§ **Stated goal**:
Repeat the records below exactly, leaving out any pictures.

§ **Supplied records**:
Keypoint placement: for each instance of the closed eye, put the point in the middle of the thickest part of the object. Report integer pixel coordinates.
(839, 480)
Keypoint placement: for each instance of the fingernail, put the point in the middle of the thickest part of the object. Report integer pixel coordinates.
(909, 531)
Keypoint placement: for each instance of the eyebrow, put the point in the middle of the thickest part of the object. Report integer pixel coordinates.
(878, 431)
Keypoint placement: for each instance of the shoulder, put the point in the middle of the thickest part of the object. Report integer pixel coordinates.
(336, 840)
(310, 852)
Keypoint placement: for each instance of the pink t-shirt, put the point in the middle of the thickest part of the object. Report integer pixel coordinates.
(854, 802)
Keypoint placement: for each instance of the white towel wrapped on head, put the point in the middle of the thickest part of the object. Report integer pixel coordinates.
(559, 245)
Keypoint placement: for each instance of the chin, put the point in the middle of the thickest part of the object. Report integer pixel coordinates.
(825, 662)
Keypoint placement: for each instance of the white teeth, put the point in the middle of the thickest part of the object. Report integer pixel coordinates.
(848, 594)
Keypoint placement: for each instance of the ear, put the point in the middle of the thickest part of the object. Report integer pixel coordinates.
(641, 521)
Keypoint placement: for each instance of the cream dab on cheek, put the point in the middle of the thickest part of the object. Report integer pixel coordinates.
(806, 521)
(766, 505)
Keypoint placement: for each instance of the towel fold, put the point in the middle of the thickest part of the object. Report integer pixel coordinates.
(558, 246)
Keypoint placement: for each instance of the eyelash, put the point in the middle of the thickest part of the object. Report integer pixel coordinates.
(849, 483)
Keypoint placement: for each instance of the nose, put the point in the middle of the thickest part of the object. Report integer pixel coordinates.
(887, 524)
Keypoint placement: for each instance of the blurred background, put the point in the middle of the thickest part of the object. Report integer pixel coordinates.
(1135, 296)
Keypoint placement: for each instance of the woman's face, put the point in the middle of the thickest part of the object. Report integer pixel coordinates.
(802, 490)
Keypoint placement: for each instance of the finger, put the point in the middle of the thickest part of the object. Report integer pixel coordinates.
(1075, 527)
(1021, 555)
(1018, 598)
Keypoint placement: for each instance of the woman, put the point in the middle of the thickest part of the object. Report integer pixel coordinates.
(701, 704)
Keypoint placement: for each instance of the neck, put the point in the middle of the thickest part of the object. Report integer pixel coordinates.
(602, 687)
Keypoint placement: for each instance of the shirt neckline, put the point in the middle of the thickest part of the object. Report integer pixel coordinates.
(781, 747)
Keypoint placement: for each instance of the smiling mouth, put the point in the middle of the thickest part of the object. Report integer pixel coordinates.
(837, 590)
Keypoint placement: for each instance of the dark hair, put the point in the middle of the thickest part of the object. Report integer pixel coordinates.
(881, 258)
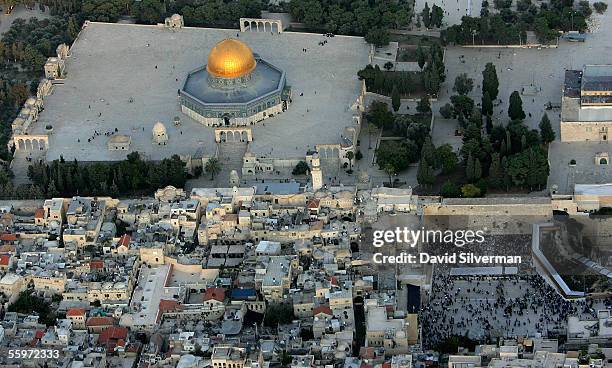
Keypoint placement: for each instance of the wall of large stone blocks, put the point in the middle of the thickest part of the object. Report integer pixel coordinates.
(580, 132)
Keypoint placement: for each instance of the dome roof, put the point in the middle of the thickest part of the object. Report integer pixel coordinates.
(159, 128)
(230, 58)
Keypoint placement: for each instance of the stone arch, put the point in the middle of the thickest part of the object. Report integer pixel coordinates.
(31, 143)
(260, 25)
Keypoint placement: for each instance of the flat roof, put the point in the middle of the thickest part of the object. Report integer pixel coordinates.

§ **Response**:
Keypoint placement: for each instance of the closed eye, put the point in the middle of the thickest part of the object. Report integer pixel coordinates.
(839, 480)
Keypoint placement: for each instance of the fingernail, put the point in the middle of the thickest part of the object. Report integer pixel coordinates.
(909, 531)
Keypoint placement: for each instance of the eyebrow, put the point in the middle of the thickest part of the object. Report integer pixel coordinates.
(878, 431)
Keypoint placement: for each instance of the shoulder, put the point in the middle of the thickest part of the object. Report integer pixel coordinates.
(336, 840)
(310, 852)
Keypoint placement: for each instance of the pink t-shirt, put the point in the middle of the thickest part of the object. Report integer pixel coordinates.
(854, 802)
Keypoint placement: for each instance of the white towel wrapped on head, put the point in the middle of the thickest part of the object. Report integer pixel coordinates.
(559, 245)
Keypoint placement: for each instance of the chin, put the point in the middle of the thickest part of the object. Report integer pixel coordinates.
(825, 662)
Keypoint placement: for each instance of the white teeth, put the point in the middle of the thickest part of the object. Report integer pixel coordinates.
(848, 594)
Keypoint placement: for each instance of the ear, put the point in the middle of the thickest part of the object. Report integer pixel coordinates.
(641, 521)
Keypoint placement: for each instance of the cream dab on cheek, put the point in the middle of the thickest part of the object. Report integer pixel coordinates.
(806, 521)
(766, 505)
Keypoint placement: for each instance of the towel fold, put the point in the middle of the thickest part of the object. Report integer pixel coordinates.
(558, 246)
Keypoint placement: for each instance of the eyelash, put the point in the middle of the thickest part of the object. Report integer pixel coordinates.
(849, 483)
Keypoint placement: for each instance of the nose, put the point in the middle of the thickest part of the object. Report integer pixel coordinates.
(887, 524)
Keypoint placement: for each instance of the blurred background, put the point in the middle of the thickest part of the object. Report integer pixel coordinates.
(1135, 296)
Keypoint placement: for each instance of the woman's face, put the point in the middle of the thickest part of the object. Report integer pixel coordinates.
(802, 490)
Keypoint placement: for each instance of the finger, put the point in the middle of the thickest part of the object. Report integer pixel coordinates.
(1075, 527)
(1021, 555)
(1018, 598)
Keypoint placement: for each instance of the woman, put the point in the middle of the thickest part of the object. Report integer pixel coordinates.
(701, 704)
Keypoint placement: for each instance of the neck, put the point in the middle of the thickest part of the object. Report integer pixel coordinates.
(602, 687)
Keypoint placement: for each instance of the shirt neckline, put the point in the middle of the thickest part of the object. Report integer pixel coordinates.
(781, 747)
Keypoint placement: for each instance of the smiling mouth, put the point in the middle of the thickest part of the object. Report integer pixel coordinates.
(837, 590)
Keypoint placement: for each instance of the dark hair, put the point in the middle of the thickest part of the object. Report integer pixel coordinates.
(881, 258)
Keypoint placement: for each instance of the wall of large stone blocks, put the point in the middle of the thickest part of the object. Report integer pixel coordinates.
(580, 132)
Keypoint placement: for each instance of the dome roof, put the point in the middle of the thickest part of the object. Report integer pixel coordinates.
(159, 128)
(230, 58)
Keypoint placement: for each instance of the stone arch, put the point in the middle of the thickest part of the object. Report integer pixel coordinates.
(31, 143)
(260, 25)
Keypoint placement: for each instance of the flat roof, put the point in the middle of the thickest part of the object. Report integer pixel coordinates.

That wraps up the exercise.